- Exercise:
Because the material must be preserved as it stands, copy every line exactly.

- Data supplied:

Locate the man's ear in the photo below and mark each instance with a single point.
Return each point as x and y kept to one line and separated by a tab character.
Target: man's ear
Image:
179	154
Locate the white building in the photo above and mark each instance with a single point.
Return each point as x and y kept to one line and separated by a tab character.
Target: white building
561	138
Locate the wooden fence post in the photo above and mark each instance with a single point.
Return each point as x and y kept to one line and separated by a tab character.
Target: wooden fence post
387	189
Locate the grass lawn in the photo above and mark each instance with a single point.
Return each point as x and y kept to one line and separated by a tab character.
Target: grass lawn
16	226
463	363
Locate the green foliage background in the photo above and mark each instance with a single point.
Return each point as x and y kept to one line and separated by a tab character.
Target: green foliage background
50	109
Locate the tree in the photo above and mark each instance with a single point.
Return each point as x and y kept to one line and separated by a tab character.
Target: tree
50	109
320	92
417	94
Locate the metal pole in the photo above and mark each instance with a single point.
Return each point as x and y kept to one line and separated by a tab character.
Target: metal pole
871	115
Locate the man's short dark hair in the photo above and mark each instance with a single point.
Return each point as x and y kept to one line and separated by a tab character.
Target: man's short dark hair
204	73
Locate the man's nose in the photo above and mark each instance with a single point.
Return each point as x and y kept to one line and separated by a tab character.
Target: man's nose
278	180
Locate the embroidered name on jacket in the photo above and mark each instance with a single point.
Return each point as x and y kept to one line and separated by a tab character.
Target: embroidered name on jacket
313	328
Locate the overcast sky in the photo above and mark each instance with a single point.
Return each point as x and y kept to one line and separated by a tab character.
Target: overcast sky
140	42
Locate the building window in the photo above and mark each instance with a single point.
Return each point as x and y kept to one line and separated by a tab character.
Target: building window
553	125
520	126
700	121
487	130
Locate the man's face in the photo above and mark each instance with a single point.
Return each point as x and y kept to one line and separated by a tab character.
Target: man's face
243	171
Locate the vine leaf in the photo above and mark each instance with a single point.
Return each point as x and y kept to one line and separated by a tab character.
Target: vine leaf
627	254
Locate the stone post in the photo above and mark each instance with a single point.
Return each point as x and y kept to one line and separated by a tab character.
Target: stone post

- Task response:
Locate the man's ear in the photo below and mark each instance with a single point.
Return each point as x and y kept to one line and separated by a tab character.
Target: man's ear
Image:
179	154
Locate the white building in the photo above and mark each instance with a single point.
Return each point as x and y kept to one line and separated by a tab character.
Target: white building
561	138
Locate the wooden fence post in the photo above and mark each instance with a single point.
Return each point as x and y kept to one line and separated by a tab character.
Target: wooden fence post
387	189
Locate the grass lawn in the photo above and mark each instance with a single point.
Return each point as x and y kept to one line and separated by a tab character.
Target: grass lawn
16	226
463	363
Locate the green foliage background in the photo above and mark each instance with a single point.
Return each point as x and y kept to one line and separated by a tab character.
Target: green foliage background
50	109
Locate the tree in the photo above and mark each instance with a single point.
Return each point as x and y kept to one line and separated by a tab character.
Target: tree
50	109
320	92
417	94
Locate the metal pole in the photo above and mark each instance with a single point.
Return each point as x and y kept to one line and separated by a tab character.
Target: metal pole
871	115
Locate the man's short dark hair in the photo above and mark each instance with a single point.
Return each point as x and y kept to one line and separated by a tab character.
Target: man's short dark hair
204	73
Locate the man's nose in the photo above and mark each instance with a single point.
Return each point as x and y kept to one line and separated by a tab character.
Target: man's nose
278	180
Locate the embroidered name on jacket in the photo above and mark each instance with a single point.
Return each point as x and y kept to one line and separated by a tab character.
Target: embroidered name on jacket
313	328
Locate the overcast sky in the photo above and mark each instance with a single point.
Return each point as x and y kept to one line and separated by a tab character.
Target: overcast sky
140	42
Locate the building window in the photo above and mark each instance with a single point.
Return each point as x and y kept to one line and separated by a tab character.
Target: building window
553	125
520	126
700	121
487	130
Locate the man's face in the photo above and mark each instance with a single point.
Return each point as x and y kept to one line and separated by a tab character.
Target: man's face
243	171
Locate the vine leaf in the photo above and mark each instance with a single point.
Return each point as x and y kept to one line and separated by a tab character.
Target: vine leaf
627	254
Locate the stone post in the photo above and mark each instance with a single point.
Return each point as x and y kept to one line and separated by a tab character.
Target: stone post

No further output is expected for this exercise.